_Selected extract_
Segment Open

SALT LAKE CITY — A Utah legislator’s proposal to give contraceptives to jail inmates sparked a passionate debate Tuesday about whether birth control qualifies as essential health care or an elective medication.
HB102 would require jailers to provide inmates with the contraceptives they were already taking before their incarceration.
For women in the criminal justice system, 84% of their pregnancies are unintended compared to 50% of pregnancies overall, bill sponsor Rep. Jen Dailey-Provost, D-Salt Lake City, told members of the House Health and Human Services Committee.
While inmates usually don’t get pregnant while they’re in jail, the discontinuation of their birth control regimen creates risk if they have sex soon before or after as the average jail stay is 27 days — about the length of a woman’s menstrual cycle. They also face worse outcomes for themselves and their children due to their situation. They should be able to start their families when they’re in a “better place” In their lives, Dailey-Provost said.
“We also need to recognize that contraceptives are prescribed for a myriad of medical issues aside from preventing pregnancy,” Dailey-Provost said.
She noted that the Eighth Amendment of the Constitution ensures health care for inmates, and they currently receive all of their prescribed medications except for controlled substances and contraceptives, which are considered discretionary.
The bill carries a fiscal note of $88,500 in ongoing funds as the Utah Department of Health would pay for the contraceptives.
“I think that a policy like this creates better outcomes for patients and for our communities,” Dailey-Provost said, noting that a single newborn in the neonatal intensive care unit can cost the state over $100,000 for a mother on emergency Medicaid.
“So if we can prevent any number of those adverse outcomes both for patients and their children — as well as prevent the expense to the state associated with high-risk pregnancies and high-risk deliveries — then overall we have done our job as a Legislature in controlling some cost and creating a better outcome for patients and infants,” Dailey-Provost said.

Segment Closed

_Extracted entries_

Segment Open

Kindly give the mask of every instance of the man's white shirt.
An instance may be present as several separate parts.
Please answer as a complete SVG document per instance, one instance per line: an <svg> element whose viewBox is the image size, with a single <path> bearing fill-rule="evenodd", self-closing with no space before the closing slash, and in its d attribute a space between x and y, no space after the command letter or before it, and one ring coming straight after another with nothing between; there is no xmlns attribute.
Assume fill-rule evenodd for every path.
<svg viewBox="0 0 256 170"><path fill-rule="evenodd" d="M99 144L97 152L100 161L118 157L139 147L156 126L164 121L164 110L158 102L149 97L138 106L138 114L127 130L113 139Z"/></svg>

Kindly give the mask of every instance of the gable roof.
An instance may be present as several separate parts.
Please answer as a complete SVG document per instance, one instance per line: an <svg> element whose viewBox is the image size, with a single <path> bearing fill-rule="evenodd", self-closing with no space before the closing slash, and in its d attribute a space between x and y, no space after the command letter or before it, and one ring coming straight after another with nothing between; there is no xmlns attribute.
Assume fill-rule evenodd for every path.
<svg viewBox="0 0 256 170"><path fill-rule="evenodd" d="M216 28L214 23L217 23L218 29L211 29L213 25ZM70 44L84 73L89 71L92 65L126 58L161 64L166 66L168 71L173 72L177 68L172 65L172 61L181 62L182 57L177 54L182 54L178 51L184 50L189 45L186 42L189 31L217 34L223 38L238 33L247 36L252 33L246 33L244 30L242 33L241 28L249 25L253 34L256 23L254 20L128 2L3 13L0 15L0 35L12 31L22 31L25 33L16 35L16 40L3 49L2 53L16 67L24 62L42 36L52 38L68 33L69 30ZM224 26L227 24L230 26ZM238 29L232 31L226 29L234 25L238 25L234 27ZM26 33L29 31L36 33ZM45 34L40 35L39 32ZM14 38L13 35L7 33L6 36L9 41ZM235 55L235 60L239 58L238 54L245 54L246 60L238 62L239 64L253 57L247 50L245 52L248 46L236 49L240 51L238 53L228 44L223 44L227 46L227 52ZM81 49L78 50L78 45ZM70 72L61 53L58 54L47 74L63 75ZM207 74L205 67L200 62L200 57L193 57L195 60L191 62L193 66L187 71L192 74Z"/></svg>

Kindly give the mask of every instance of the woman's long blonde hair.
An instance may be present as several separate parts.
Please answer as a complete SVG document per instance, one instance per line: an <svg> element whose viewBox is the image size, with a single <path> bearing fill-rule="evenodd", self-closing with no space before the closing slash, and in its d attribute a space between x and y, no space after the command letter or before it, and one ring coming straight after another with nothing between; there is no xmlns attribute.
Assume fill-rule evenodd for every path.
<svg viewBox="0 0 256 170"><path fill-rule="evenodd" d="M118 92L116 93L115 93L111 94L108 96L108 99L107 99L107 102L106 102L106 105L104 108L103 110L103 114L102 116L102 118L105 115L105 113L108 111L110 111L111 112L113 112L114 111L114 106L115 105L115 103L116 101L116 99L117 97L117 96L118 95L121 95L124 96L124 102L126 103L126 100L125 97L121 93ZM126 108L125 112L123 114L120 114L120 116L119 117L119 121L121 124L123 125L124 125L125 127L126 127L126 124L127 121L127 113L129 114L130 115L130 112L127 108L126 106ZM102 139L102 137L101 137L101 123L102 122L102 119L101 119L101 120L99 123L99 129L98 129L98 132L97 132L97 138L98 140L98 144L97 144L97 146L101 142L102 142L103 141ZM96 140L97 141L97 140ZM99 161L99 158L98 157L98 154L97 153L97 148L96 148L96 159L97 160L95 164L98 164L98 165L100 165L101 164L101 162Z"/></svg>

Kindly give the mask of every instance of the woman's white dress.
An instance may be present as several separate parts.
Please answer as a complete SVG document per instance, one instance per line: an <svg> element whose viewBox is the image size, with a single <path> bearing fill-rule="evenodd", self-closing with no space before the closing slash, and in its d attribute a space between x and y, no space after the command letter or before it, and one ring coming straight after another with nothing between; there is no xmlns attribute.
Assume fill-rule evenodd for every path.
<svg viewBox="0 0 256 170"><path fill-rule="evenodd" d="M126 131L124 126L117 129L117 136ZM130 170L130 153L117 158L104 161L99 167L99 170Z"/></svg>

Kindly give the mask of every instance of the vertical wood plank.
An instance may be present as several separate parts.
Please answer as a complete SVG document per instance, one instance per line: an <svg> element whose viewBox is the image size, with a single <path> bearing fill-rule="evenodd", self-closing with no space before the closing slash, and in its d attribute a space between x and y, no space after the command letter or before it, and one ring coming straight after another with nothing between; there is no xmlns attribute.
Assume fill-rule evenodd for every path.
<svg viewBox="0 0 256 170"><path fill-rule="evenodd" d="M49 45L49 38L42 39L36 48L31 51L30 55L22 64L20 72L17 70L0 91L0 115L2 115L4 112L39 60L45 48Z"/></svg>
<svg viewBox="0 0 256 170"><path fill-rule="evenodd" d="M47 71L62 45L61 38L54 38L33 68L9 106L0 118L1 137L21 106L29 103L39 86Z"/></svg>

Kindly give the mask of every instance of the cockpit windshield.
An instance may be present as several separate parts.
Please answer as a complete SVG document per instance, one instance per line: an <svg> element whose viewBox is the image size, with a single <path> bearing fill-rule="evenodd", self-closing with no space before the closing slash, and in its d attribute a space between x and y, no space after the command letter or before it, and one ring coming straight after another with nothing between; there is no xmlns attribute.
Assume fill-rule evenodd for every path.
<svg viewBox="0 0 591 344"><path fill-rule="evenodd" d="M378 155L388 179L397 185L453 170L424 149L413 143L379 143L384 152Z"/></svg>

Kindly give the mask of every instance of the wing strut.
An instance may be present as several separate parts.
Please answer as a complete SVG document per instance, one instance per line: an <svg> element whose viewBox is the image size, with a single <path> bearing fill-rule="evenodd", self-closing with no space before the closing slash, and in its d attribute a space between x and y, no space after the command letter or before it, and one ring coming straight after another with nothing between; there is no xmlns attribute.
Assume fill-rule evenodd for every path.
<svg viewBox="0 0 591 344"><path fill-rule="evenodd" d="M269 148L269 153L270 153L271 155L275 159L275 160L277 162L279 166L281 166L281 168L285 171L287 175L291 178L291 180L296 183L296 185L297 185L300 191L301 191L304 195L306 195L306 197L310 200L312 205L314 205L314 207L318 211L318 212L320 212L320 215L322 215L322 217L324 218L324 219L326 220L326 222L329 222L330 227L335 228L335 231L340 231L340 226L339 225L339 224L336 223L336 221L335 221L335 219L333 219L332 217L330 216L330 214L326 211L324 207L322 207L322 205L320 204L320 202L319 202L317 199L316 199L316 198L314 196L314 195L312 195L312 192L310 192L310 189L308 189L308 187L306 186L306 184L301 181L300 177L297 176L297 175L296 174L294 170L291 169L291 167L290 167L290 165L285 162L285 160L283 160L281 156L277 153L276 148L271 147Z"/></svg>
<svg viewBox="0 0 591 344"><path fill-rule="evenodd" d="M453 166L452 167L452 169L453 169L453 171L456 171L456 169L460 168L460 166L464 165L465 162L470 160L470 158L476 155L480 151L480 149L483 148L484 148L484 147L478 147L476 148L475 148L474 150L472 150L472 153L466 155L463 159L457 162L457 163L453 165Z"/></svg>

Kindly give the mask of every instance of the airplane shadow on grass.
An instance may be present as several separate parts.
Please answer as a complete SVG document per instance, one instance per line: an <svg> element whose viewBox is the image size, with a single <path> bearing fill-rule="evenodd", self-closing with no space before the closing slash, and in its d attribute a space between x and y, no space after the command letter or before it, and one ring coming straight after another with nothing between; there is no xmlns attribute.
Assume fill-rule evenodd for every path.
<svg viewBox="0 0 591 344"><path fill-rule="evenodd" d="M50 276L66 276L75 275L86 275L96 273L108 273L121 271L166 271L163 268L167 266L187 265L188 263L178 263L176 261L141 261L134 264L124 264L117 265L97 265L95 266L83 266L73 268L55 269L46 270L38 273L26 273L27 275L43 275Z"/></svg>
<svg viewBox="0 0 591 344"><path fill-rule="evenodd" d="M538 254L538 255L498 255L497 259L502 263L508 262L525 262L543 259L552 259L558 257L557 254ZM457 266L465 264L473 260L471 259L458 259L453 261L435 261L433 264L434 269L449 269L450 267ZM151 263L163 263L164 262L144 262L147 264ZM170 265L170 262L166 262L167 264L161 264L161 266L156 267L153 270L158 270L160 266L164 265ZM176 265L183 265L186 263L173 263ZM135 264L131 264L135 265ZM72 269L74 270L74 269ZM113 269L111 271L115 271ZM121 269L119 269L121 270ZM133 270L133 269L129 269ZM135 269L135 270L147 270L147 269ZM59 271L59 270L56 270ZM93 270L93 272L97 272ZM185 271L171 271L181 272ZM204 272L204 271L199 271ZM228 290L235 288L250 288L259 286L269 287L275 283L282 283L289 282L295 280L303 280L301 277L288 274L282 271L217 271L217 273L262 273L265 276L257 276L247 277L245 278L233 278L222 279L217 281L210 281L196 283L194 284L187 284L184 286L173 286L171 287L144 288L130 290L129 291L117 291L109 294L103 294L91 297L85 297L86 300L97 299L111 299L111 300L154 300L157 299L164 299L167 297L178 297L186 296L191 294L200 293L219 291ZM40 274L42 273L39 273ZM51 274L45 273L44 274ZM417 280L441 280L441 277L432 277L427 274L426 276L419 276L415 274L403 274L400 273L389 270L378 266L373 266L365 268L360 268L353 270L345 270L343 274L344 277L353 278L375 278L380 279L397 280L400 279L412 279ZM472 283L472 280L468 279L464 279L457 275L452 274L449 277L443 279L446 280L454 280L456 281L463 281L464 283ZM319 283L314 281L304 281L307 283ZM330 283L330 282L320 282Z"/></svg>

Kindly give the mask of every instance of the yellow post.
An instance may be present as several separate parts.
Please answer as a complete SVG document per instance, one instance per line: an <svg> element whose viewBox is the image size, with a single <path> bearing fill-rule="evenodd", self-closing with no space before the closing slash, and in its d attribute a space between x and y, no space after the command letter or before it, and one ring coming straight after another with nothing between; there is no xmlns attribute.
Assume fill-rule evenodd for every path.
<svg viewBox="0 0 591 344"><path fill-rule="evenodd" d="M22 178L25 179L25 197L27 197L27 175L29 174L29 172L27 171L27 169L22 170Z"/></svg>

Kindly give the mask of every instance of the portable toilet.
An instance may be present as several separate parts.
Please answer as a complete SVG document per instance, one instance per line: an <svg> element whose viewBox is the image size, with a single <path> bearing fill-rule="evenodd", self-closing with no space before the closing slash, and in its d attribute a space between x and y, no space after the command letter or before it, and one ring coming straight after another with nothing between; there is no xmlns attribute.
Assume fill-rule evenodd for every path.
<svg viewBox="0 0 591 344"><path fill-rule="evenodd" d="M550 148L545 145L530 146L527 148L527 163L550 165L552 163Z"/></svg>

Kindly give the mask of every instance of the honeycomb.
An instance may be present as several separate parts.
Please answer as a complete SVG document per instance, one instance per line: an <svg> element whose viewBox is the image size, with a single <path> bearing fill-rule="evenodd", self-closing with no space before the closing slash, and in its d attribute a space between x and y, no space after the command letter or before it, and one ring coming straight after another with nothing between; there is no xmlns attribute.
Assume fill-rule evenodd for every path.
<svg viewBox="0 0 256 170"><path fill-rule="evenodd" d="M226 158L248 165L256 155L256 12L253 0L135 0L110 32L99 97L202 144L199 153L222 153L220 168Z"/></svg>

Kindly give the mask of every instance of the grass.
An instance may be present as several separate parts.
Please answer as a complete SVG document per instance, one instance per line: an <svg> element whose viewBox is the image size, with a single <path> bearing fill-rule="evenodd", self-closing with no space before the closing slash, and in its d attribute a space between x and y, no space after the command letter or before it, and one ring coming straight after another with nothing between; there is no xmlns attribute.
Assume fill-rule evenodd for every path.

Segment Closed

Answer these questions from the article on the Utah contraceptive bill:
1. What percentage of pregnancies among women in the criminal justice system are unintended?
2. What is the average length of a jail stay?
3. What fiscal note does the bill carry?

_Response area_
1. 84%, compared to 50% of pregnancies overall.
2. 27 days.
3. $88,500 in ongoing funds.